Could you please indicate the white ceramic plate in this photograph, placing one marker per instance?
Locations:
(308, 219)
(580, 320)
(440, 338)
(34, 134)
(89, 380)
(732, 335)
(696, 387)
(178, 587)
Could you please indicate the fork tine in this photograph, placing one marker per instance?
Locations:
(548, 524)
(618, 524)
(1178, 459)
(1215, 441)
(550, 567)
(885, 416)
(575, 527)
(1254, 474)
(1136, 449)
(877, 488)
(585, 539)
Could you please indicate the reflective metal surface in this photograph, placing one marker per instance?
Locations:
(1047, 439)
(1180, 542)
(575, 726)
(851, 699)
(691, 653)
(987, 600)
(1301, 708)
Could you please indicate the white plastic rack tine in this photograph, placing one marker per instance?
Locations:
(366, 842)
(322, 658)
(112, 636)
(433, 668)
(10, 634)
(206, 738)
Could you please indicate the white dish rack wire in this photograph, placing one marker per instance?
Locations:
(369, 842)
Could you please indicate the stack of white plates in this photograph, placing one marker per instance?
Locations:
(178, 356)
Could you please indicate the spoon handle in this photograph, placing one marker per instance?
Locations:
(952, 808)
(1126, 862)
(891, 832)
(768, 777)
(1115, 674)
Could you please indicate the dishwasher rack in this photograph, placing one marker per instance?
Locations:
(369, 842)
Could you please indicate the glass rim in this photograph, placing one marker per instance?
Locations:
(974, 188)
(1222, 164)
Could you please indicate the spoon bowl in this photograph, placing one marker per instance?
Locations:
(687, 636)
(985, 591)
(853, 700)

**Given problem**
Recast all ten rows above as a two-column CSV with the header text,answer. Use one line per row, with the row's wording under text and its answer under answer, each field in double quotes and any line breaks turned into spaces.

**The answer**
text,answer
"Could you please indicate the white ceramic plate in this photograph, placing one marker per instance? Locations:","(308, 219) (580, 320) (440, 338) (34, 134) (89, 380) (732, 335) (696, 387) (178, 587)"
"Could you please indicate the fork tine in this photograph, placing one marker per instance? Locations:","(548, 524) (618, 524) (1178, 459) (1215, 441) (550, 567) (885, 416) (575, 527) (1254, 474) (1136, 449) (877, 488) (585, 539)"
"Could you please indicate the reflective metal surface in this photograph, placing one marker per instance? Locations:","(1047, 439) (1180, 542) (575, 726) (851, 699) (691, 653) (987, 600) (1301, 708)"
"Could you please indicate the white plastic rack tine in this photograph, placing one marker per instance? Locations:","(366, 842) (322, 658) (112, 636) (433, 668) (10, 634) (206, 738)"
"Could you please indicate the white dish rack wire in this photograph, placing one marker per instance? Locations:","(369, 842)"
"Could you please indicate the stack of white plates in this photograph, placing one marker per instance? Locations:","(178, 356)"
"Could you please indicate the spoon handle in this photograph, placing one marker per instance? Locations:","(952, 808) (1126, 862) (891, 832) (768, 777) (1115, 674)"
"Could you please indicate the dishwasher rack in this photograph, placing one marker per instance? Locations:","(369, 842)"
"Could you please indicate the glass rim in this photograph, placing one marker per instance? Locations:","(974, 188) (1222, 164)"
"Could you please indicate the spoon bowl in this photograph, placing one marker per instance? Locations:","(687, 636) (985, 591) (853, 700)"